- [Instructions for the task]:
Each record is to be printed exactly as given, down to the last mark.

- [Data records]:
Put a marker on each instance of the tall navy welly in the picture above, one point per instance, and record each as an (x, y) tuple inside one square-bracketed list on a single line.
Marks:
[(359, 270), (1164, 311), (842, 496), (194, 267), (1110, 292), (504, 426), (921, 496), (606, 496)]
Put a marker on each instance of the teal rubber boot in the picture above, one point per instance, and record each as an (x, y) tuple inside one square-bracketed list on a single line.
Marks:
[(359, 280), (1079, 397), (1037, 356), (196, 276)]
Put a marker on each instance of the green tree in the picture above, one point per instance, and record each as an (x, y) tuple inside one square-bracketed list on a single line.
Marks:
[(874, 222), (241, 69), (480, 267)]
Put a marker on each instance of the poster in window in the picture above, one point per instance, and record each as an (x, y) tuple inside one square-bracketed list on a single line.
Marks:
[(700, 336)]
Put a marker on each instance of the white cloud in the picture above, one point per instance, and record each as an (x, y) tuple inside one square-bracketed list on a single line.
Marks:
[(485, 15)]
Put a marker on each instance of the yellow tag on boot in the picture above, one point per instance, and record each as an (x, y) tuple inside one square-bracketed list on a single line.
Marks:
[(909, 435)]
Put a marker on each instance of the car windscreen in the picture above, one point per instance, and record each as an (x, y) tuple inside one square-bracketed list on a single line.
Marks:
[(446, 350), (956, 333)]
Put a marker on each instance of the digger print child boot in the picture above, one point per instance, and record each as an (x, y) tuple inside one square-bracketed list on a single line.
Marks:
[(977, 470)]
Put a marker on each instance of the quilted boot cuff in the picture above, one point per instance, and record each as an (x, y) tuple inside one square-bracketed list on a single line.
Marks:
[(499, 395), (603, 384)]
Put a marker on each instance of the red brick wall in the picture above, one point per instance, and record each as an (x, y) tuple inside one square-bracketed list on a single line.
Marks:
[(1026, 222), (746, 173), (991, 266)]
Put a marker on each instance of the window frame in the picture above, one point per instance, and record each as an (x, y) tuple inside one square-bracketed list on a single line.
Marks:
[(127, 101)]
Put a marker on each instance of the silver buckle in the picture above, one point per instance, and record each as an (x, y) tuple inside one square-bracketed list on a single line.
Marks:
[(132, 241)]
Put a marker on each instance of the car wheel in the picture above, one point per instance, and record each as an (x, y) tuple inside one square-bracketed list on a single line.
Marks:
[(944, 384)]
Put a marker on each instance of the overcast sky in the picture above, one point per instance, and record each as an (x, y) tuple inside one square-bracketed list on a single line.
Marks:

- [Response]:
Put a marker on each instance of the tall navy welly in the picture above, one point per instance, and record each as an (x, y) tuple inside one square-bracketed list on a single line.
Marks:
[(359, 270), (1164, 311), (842, 496), (194, 267), (1110, 292), (504, 426), (921, 496), (606, 496)]
Put a marker on each instance of the teal rubber boot in the picture above, one point per instance, and record each as an (x, y) tuple inside one square-bracketed list on a single line.
Marks:
[(359, 280), (1079, 397), (1037, 356), (196, 276)]
Put a marker on each instance of the green tree in the picture above, one point per instance, and record each as an (x, y) tuple inside one square-bracketed list on a single line.
Marks:
[(874, 222), (241, 69), (480, 267)]
Put a marker on each instance of the poster in window in the picture above, one point per instance, and record each as an (x, y) tuple inside one square-bracketed list on a single line.
Marks:
[(700, 336)]
Put a marker on each instance of the white cloud in the picture above, one point per instance, and record each as an (x, y) tuple inside one square-bracketed list on a single line.
Marks:
[(485, 15)]
Put a marker on each instance of the yellow tag on boot in the picture above, one point per instance, and record each as an (x, y) tuple inside one square-bracketed list on a single line.
Marks:
[(909, 435)]
Put a marker on each instance of the car windscreen in the picture above, one point per instance, and record each as an (x, y) tuple inside one square-bracketed list on a single line.
Marks:
[(446, 350), (956, 333)]
Put a marker on each instance of the digger print child boot in the picture above, one point per instance, and record each as an (x, y) tuple inside one square-bracketed list on a single line.
Marks:
[(977, 470)]
Put a marker on each instance of the quilted boot cuff in the picture above, one point per instance, and record each as an (x, y) tuple inside one square-bracketed list on a single line.
Marks:
[(499, 395), (603, 384)]
Put a marker on each instance of the red brick wall in the picture above, one point per instance, and record each as an (x, y) tuple inside one square-bracketed list on a single line.
Marks:
[(1026, 222), (746, 173), (991, 266)]
Put a marker on each instance of the window frame in the picture above, one point per instance, and record each as an (x, y) tuple inside one square-bracketed list on a single line.
Marks:
[(127, 101)]
Put a marker on each instance of the silver buckle in the picture above, one point per instance, and record each as an (x, y) tuple inside one square-bracketed list on a single line.
Marks:
[(132, 241)]
Put a marker on each instance of the car wheel in the picture above, one point per instance, and record each as an (x, y) tuple inside one square-bracketed list on a single line.
Marks:
[(944, 384)]
Put a marker on each instance of the overcast sky in the picture above, one point per instance, and record each as an (x, y) tuple inside one square-bracketed list on a single line.
Marks:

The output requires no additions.